▸ **RECORDS TO USE**:
- - -

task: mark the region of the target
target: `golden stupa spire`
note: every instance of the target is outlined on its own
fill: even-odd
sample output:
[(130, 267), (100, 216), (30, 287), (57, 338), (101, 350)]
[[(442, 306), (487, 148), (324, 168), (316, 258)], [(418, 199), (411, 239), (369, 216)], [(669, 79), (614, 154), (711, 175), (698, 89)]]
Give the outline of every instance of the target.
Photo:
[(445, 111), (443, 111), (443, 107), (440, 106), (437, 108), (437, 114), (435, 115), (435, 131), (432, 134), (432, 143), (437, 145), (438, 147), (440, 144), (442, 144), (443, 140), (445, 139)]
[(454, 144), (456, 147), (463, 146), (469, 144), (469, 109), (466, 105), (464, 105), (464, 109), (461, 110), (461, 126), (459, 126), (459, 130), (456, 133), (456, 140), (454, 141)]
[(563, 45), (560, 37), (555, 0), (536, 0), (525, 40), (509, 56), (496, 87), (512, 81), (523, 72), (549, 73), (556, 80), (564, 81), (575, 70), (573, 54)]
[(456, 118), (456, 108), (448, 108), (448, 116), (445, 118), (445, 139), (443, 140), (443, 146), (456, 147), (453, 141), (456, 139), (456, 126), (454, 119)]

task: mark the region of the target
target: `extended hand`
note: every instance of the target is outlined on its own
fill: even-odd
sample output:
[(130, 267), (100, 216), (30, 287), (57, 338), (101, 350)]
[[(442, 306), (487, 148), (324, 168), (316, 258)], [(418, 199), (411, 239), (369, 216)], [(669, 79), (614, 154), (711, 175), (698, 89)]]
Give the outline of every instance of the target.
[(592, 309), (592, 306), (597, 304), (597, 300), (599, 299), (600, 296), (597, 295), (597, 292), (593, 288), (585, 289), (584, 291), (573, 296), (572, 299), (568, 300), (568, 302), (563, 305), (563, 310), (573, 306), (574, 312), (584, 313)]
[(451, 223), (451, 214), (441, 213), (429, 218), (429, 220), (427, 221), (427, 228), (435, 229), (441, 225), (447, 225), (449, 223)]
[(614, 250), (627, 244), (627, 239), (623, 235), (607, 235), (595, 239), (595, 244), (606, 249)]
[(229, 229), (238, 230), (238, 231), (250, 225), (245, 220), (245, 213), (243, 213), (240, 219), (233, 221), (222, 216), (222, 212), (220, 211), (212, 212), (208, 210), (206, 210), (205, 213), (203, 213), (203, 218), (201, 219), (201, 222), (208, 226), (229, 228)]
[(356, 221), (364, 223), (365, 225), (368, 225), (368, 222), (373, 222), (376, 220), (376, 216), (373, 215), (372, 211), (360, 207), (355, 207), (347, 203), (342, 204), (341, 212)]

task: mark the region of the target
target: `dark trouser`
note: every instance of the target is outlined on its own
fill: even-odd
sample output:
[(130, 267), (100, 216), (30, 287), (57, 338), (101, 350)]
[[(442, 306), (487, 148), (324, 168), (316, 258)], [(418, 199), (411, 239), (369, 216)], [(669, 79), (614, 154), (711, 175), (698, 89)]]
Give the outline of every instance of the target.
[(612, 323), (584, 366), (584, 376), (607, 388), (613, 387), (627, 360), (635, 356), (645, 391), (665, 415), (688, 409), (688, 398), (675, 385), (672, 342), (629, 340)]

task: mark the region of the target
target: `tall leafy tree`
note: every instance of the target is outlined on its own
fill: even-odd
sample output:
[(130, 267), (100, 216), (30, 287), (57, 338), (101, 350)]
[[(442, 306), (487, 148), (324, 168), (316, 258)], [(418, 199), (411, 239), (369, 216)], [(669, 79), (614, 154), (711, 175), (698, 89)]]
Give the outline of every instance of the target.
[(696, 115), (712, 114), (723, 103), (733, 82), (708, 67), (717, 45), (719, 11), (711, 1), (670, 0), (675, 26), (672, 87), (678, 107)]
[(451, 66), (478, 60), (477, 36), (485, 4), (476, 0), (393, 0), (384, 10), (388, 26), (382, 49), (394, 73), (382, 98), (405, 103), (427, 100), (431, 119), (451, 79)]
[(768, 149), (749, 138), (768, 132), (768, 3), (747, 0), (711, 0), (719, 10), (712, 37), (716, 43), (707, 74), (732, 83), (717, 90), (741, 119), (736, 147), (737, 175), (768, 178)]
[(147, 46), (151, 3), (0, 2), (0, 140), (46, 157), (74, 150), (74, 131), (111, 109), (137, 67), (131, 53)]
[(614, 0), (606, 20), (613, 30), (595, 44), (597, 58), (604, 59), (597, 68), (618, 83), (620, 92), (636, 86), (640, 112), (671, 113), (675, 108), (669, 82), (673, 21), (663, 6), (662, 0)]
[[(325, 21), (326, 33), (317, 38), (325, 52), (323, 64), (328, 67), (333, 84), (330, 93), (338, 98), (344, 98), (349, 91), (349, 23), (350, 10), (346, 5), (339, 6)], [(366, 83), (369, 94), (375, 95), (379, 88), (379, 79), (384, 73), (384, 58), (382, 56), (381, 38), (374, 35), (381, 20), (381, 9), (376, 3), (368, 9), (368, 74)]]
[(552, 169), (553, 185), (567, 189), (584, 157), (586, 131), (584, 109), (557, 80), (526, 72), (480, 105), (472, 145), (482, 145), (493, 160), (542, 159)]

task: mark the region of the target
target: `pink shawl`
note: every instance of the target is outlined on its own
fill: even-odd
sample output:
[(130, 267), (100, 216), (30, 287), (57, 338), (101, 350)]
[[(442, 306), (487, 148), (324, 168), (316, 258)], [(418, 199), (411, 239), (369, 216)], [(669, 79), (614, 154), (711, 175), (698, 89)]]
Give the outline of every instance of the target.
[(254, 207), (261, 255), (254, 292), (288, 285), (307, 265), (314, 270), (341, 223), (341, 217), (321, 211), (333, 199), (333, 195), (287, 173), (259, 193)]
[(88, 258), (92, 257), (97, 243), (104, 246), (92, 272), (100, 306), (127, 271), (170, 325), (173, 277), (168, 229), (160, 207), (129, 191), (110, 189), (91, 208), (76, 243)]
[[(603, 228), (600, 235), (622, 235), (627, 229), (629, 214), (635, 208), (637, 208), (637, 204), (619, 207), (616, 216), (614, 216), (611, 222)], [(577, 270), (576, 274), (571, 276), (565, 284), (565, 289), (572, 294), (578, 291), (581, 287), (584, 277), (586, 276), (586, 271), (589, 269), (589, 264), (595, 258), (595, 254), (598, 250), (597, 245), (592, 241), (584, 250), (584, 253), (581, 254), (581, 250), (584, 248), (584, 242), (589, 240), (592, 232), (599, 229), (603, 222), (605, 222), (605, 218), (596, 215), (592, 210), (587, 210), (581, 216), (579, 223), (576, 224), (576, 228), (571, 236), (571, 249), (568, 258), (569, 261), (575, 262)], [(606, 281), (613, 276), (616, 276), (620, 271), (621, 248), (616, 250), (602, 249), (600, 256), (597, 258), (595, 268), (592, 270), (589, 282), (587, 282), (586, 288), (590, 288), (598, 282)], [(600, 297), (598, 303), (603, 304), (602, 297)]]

- - -

▸ **WORK TO BE COMPLETED**:
Word for word, copy out the records.

▸ **SOLUTION FOR THIS PROBLEM**:
task: mark the region of the target
target: `golden stupa spire`
note: every instance of the target is outlined on its own
fill: even-odd
sample output:
[(130, 267), (100, 216), (30, 287), (57, 338), (101, 350)]
[[(442, 306), (487, 148), (324, 168), (316, 258)], [(418, 199), (411, 239), (369, 216)], [(669, 79), (614, 154), (711, 175), (698, 89)]]
Give the outline of every instance of the target.
Photo:
[(445, 111), (443, 111), (443, 107), (440, 106), (437, 108), (437, 114), (435, 115), (435, 131), (432, 134), (432, 143), (437, 145), (438, 147), (440, 144), (442, 144), (443, 140), (445, 139)]
[(454, 144), (456, 147), (463, 146), (469, 144), (469, 109), (466, 105), (464, 105), (464, 109), (461, 110), (461, 126), (459, 126), (459, 130), (456, 133), (456, 140), (454, 141)]
[(563, 45), (560, 37), (555, 0), (536, 0), (525, 40), (509, 56), (496, 87), (512, 81), (523, 72), (549, 73), (556, 80), (564, 81), (575, 70), (573, 54)]
[(456, 118), (456, 108), (448, 108), (448, 116), (445, 118), (445, 139), (443, 140), (443, 146), (456, 147), (453, 141), (456, 139), (456, 126), (454, 119)]

task: mark the region of the target
target: `extended hand`
note: every instance of the target is outlined on its own
fill: even-odd
sample output:
[(130, 267), (100, 216), (30, 287), (57, 338), (101, 350)]
[[(442, 306), (487, 148), (324, 168), (316, 258)], [(418, 199), (411, 239), (369, 216)], [(669, 79), (614, 154), (711, 175), (698, 89)]]
Give the outline of every instance of the target.
[(592, 309), (592, 306), (597, 304), (597, 300), (599, 299), (600, 296), (597, 295), (597, 292), (593, 288), (585, 289), (584, 291), (573, 296), (572, 299), (568, 300), (568, 302), (563, 305), (563, 310), (573, 306), (574, 312), (584, 313)]
[(451, 223), (451, 214), (441, 213), (429, 218), (429, 220), (427, 221), (427, 228), (435, 229), (441, 225), (447, 225), (449, 223)]
[(614, 250), (627, 244), (627, 239), (623, 235), (607, 235), (595, 239), (595, 244), (606, 249)]
[(229, 229), (238, 230), (238, 231), (250, 225), (245, 220), (245, 213), (243, 213), (240, 219), (233, 221), (222, 216), (222, 212), (220, 211), (212, 212), (208, 210), (206, 210), (205, 213), (203, 213), (203, 218), (201, 219), (201, 222), (208, 226), (229, 228)]
[(356, 221), (364, 223), (365, 225), (368, 225), (368, 222), (373, 222), (376, 220), (376, 216), (373, 215), (372, 211), (360, 207), (355, 207), (347, 203), (342, 204), (341, 212)]

task: mark the region of the target
target: `dark trouser`
note: every instance of the target is outlined on its own
fill: even-odd
sample output:
[(130, 267), (100, 216), (30, 287), (57, 338), (101, 350)]
[[(442, 306), (487, 148), (324, 168), (316, 258)], [(418, 199), (411, 239), (369, 216)], [(669, 79), (614, 154), (711, 175), (698, 89)]]
Give the outline of every instance of the target.
[(612, 323), (584, 366), (584, 376), (607, 388), (613, 387), (627, 360), (635, 356), (645, 391), (665, 415), (688, 409), (688, 398), (675, 385), (672, 342), (629, 340)]

task: mark the region of the target
target: `tall leafy tree`
note: every instance of the target is outlined on its own
fill: even-odd
sample output:
[(130, 267), (100, 216), (30, 287), (57, 338), (101, 350)]
[[(442, 306), (487, 148), (324, 168), (316, 258)], [(418, 199), (411, 239), (369, 216)], [(669, 79), (614, 154), (711, 175), (698, 89)]]
Give the outline of every instance of the target.
[(696, 115), (712, 114), (723, 103), (733, 82), (708, 67), (717, 45), (719, 11), (711, 1), (670, 0), (675, 26), (672, 87), (678, 107)]
[(451, 66), (478, 60), (477, 36), (485, 4), (476, 0), (393, 0), (384, 10), (388, 26), (382, 49), (394, 73), (382, 98), (405, 103), (427, 100), (431, 119), (451, 79)]
[(768, 149), (749, 138), (768, 132), (768, 3), (747, 0), (711, 0), (719, 10), (712, 37), (716, 43), (707, 74), (732, 83), (717, 90), (741, 119), (736, 147), (737, 175), (768, 178)]
[(147, 46), (151, 3), (0, 2), (0, 140), (46, 157), (74, 150), (74, 131), (111, 109), (137, 67), (131, 53)]
[(614, 0), (606, 20), (613, 30), (595, 44), (597, 58), (604, 59), (597, 68), (618, 83), (620, 92), (636, 86), (640, 112), (671, 113), (675, 108), (669, 82), (673, 21), (663, 6), (662, 0)]
[[(325, 21), (326, 33), (317, 38), (325, 52), (323, 64), (328, 67), (333, 84), (330, 93), (338, 98), (344, 98), (349, 91), (349, 23), (350, 10), (346, 5), (339, 6)], [(366, 83), (369, 94), (375, 95), (379, 88), (379, 79), (384, 73), (384, 58), (382, 56), (381, 38), (374, 35), (381, 20), (381, 9), (376, 3), (368, 9), (368, 74)]]
[(552, 169), (553, 185), (567, 189), (584, 157), (586, 131), (584, 109), (557, 80), (526, 72), (480, 105), (472, 145), (482, 145), (493, 160), (542, 159)]

task: mark the region of the target
target: `pink shawl`
note: every instance of the target is outlined on its own
fill: even-odd
sample output:
[(130, 267), (100, 216), (30, 287), (57, 338), (101, 350)]
[[(442, 306), (487, 148), (324, 168), (316, 258)], [(418, 199), (411, 239), (369, 216)], [(669, 79), (614, 154), (711, 175), (698, 89)]]
Give the outline of every instance of the target.
[(254, 207), (261, 255), (254, 292), (288, 285), (307, 265), (314, 270), (341, 223), (341, 217), (321, 211), (333, 199), (333, 195), (287, 173), (259, 193)]
[(88, 258), (92, 257), (97, 243), (104, 246), (92, 272), (100, 306), (127, 271), (170, 325), (173, 277), (168, 229), (160, 207), (129, 191), (110, 189), (91, 208), (76, 243)]
[[(603, 228), (600, 235), (622, 235), (627, 229), (629, 214), (635, 208), (637, 208), (637, 204), (619, 207), (616, 216), (614, 216), (611, 222)], [(577, 270), (576, 274), (571, 276), (565, 284), (565, 289), (572, 294), (578, 291), (581, 287), (584, 277), (586, 276), (586, 271), (589, 269), (589, 264), (595, 258), (595, 254), (598, 250), (597, 245), (592, 241), (584, 250), (584, 253), (581, 254), (581, 250), (584, 248), (584, 242), (589, 240), (592, 232), (599, 229), (603, 222), (605, 222), (605, 218), (596, 215), (592, 210), (587, 210), (581, 216), (579, 223), (576, 224), (576, 228), (571, 236), (571, 249), (568, 258), (569, 261), (575, 262)], [(606, 281), (613, 276), (616, 276), (620, 271), (621, 248), (616, 250), (602, 249), (600, 256), (597, 258), (595, 268), (592, 270), (589, 282), (587, 282), (586, 288), (590, 288), (598, 282)], [(600, 297), (598, 303), (603, 304), (602, 297)]]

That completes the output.